[What you will do] Collect every line in the rows below that contains the string "overcast", and copy each one.

***** The records *****

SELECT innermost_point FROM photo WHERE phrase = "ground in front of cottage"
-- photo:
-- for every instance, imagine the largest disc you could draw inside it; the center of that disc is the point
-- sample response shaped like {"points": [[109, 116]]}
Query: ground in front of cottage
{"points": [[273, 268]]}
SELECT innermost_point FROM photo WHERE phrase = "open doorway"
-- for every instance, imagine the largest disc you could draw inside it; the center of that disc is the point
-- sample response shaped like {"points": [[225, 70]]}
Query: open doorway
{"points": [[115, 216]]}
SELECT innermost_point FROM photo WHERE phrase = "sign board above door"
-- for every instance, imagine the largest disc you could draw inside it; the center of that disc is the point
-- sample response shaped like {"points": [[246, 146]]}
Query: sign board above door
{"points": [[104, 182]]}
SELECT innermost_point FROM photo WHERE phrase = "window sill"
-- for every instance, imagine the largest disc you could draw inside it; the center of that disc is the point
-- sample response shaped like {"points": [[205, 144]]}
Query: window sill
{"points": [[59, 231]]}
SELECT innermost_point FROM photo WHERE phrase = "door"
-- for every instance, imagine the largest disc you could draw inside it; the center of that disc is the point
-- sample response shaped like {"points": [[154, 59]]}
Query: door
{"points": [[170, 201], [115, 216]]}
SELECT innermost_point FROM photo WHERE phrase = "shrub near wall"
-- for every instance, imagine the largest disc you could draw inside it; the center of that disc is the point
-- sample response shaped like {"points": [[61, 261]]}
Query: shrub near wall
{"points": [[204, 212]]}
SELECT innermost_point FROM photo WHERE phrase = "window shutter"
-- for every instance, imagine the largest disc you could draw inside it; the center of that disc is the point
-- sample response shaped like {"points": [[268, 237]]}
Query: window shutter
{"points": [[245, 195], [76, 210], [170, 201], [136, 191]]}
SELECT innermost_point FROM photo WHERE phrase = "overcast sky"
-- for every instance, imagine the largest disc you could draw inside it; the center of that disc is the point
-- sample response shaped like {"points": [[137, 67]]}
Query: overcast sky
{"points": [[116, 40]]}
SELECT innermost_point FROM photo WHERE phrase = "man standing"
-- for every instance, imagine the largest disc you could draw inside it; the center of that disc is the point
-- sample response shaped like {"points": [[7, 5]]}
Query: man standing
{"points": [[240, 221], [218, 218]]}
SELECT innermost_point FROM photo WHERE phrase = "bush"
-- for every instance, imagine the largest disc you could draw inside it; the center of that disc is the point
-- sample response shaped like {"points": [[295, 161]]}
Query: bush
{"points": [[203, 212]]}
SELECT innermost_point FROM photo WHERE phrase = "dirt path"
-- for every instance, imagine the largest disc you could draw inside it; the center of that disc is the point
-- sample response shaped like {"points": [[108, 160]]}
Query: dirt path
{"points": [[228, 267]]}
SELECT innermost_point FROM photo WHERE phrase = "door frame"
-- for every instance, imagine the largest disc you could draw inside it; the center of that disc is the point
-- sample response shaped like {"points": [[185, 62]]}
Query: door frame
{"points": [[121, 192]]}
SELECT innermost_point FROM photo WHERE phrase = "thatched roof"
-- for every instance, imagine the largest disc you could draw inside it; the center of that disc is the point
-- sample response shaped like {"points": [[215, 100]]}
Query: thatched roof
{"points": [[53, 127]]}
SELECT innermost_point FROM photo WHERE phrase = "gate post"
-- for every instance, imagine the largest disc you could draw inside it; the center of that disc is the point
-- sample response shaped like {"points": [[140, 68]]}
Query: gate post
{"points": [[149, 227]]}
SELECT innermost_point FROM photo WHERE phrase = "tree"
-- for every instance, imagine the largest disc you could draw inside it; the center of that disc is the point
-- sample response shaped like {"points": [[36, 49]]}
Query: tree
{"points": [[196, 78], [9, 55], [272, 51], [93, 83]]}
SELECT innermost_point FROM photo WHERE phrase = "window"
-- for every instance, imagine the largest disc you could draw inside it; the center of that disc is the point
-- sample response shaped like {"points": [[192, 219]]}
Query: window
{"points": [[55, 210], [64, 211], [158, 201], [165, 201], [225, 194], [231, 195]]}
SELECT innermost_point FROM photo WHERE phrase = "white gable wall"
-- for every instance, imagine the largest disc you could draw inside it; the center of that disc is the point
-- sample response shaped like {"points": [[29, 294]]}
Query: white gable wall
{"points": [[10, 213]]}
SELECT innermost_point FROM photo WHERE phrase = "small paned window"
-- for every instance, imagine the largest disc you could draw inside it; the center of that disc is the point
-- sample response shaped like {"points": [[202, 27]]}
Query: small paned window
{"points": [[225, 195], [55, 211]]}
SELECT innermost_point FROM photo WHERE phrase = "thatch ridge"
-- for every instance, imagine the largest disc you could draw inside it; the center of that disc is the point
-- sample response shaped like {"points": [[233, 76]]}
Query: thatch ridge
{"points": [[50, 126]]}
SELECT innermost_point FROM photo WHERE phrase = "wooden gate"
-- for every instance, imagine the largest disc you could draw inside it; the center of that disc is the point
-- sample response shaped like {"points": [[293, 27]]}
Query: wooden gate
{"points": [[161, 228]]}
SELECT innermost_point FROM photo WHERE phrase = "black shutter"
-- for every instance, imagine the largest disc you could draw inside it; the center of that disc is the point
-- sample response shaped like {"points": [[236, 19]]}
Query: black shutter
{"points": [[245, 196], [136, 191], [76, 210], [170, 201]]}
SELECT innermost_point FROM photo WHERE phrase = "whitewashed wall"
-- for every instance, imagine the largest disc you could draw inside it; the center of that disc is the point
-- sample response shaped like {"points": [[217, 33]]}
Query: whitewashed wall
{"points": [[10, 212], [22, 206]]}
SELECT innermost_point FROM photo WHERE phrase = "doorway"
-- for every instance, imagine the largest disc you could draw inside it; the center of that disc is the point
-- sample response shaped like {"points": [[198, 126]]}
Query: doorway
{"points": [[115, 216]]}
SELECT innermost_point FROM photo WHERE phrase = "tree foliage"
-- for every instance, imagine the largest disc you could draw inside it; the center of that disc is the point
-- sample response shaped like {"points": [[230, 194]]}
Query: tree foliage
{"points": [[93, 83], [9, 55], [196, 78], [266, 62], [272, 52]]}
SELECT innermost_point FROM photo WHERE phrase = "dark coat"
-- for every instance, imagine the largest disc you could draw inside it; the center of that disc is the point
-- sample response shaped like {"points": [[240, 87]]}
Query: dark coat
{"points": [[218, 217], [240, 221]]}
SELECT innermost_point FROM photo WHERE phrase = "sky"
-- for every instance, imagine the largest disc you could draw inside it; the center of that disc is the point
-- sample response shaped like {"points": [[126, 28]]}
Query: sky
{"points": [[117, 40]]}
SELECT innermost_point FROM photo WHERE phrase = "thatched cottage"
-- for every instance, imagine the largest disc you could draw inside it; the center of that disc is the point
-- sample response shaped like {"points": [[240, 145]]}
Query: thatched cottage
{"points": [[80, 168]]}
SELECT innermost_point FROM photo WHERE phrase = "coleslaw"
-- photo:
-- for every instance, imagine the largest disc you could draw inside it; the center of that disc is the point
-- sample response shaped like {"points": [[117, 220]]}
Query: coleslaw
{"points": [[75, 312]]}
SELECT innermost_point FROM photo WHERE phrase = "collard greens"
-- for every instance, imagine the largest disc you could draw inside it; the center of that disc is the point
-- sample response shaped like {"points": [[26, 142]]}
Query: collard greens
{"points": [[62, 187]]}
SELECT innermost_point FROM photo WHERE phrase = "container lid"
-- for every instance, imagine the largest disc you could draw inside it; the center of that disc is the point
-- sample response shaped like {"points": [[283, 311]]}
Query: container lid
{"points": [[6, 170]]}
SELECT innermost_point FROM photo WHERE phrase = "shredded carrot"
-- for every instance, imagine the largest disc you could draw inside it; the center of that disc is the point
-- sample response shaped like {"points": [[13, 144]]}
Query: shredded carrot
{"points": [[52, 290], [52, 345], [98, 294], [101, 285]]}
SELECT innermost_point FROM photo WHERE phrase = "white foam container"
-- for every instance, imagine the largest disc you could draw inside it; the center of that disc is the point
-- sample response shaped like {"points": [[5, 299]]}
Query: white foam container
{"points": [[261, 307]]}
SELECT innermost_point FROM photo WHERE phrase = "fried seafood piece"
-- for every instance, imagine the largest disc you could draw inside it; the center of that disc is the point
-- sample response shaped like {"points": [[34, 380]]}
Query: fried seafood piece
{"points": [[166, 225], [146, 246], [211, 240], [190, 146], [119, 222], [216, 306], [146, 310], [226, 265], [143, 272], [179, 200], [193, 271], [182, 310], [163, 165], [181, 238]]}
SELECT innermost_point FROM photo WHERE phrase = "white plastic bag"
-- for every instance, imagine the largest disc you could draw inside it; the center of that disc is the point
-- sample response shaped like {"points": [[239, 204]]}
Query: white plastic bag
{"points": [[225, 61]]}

*****

[Answer below]
SELECT innermost_point FROM photo WHERE phrase = "overcast sky"
Query: overcast sky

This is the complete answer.